» **Reading text**
Nuclear development in Egypt, Ghana, Kenya, and South Africa’s planned 10 GW expansion further diversifies the energy opportunity set, though it carries execution and regulatory risks. 

Rapid growth in data centres across South Africa and Kenya, expected to consume over 21 TWh by 2030, reinforces demand visibility, while highlighting challenges around grid capacity, project bankability, and policy stability. To seize upcoming opportunities and manage risk—especially in these emerging sectors—investors should target projects supported by robust business models and credible regulatory frameworks.”

– Amanda Mapanda, Senior Associate

 

Asia

“Much was written about Asia’s digital infrastructure boom heading into 2026, however, there is a concern that liberal regulatory environments and abundant financing are leading to intense construction activity in certain high density urban centres, and large capex outlays required for construction, before proven revenue.

» **What to work on**
A. Reproduce the infrastructure outlook passage, starting at "Rapid growth in" and ending at "before proven revenue.".
B. In the infrastructure outlook passage, how much electricity are data centers in South Africa and Kenya expected to consume by 2030?

» **Data shown**
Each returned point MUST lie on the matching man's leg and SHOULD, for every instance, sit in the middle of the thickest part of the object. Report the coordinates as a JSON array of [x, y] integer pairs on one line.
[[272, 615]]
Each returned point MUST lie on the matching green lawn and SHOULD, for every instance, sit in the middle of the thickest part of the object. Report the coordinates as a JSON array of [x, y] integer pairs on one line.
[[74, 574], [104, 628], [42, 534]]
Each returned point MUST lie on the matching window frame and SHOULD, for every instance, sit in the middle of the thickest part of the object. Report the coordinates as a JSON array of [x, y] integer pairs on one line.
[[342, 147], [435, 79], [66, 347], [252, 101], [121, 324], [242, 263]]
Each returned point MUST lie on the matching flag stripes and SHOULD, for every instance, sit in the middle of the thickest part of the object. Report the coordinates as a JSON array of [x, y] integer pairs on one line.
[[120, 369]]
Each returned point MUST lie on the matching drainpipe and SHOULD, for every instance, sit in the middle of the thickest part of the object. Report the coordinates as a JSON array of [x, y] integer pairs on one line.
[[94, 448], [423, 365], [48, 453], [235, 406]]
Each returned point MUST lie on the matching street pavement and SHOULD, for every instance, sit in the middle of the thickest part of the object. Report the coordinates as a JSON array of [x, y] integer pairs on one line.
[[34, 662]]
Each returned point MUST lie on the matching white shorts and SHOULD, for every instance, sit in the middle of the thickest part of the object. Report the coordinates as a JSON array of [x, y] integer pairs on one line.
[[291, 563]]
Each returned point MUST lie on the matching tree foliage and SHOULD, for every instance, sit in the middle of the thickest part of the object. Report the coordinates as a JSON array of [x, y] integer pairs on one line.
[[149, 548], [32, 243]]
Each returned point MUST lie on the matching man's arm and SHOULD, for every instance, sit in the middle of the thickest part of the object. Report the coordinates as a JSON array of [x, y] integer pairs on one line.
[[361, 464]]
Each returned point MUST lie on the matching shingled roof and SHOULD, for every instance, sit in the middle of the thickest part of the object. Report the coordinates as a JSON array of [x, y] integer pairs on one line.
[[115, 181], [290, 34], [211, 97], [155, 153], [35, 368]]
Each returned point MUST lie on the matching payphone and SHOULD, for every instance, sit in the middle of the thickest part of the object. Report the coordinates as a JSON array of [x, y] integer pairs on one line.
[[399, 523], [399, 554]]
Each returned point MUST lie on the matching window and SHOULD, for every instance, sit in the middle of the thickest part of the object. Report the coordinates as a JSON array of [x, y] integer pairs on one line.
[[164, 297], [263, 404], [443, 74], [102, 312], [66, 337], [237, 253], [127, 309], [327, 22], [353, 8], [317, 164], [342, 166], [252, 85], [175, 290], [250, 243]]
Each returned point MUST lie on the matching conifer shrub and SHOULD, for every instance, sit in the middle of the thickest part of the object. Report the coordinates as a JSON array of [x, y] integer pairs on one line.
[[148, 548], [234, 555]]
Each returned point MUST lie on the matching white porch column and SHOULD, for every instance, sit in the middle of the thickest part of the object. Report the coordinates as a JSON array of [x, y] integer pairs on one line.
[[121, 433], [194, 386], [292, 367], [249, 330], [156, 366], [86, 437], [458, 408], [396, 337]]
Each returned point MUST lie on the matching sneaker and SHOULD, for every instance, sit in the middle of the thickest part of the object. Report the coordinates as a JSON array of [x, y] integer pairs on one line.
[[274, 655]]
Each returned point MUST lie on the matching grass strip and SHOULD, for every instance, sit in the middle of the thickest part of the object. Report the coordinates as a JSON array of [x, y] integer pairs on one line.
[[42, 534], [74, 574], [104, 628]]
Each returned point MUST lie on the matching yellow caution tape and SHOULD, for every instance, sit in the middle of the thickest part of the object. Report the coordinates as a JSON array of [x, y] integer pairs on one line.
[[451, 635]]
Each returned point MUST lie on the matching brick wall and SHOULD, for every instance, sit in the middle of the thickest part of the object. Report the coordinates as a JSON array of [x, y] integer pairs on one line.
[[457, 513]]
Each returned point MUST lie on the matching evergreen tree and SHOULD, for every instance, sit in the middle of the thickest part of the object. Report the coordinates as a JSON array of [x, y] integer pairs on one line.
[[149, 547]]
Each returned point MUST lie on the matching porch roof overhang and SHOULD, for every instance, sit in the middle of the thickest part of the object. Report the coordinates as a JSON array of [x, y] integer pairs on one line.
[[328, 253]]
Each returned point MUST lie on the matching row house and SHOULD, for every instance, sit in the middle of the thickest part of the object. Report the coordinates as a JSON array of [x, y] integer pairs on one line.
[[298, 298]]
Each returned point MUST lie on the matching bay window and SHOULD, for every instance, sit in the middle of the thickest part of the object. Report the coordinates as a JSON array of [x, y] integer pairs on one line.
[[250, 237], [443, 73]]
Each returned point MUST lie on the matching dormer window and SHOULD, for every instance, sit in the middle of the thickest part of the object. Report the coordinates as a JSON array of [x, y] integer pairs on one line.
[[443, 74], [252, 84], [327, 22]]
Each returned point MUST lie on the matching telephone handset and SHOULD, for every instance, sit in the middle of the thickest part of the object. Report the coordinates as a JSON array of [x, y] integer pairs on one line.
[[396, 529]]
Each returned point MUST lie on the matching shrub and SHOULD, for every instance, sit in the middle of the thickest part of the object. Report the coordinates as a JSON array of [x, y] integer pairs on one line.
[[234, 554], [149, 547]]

» **Solutions by task**
A.
Rapid growth in data centres across South Africa and Kenya, expected to consume over 21 TWh by 2030, reinforces demand visibility, while highlighting challenges around grid capacity, project bankability, and policy stability. To seize upcoming opportunities and manage risk—especially in these emerging sectors—investors should target projects supported by robust business models and credible regulatory frameworks.”

– Amanda Mapanda, Senior Associate

 

Asia

“Much was written about Asia’s digital infrastructure boom heading into 2026, however, there is a concern that liberal regulatory environments and abundant financing are leading to intense construction activity in certain high density urban centres, and large capex outlays required for construction, before proven revenue.

B. Over 21 TWh.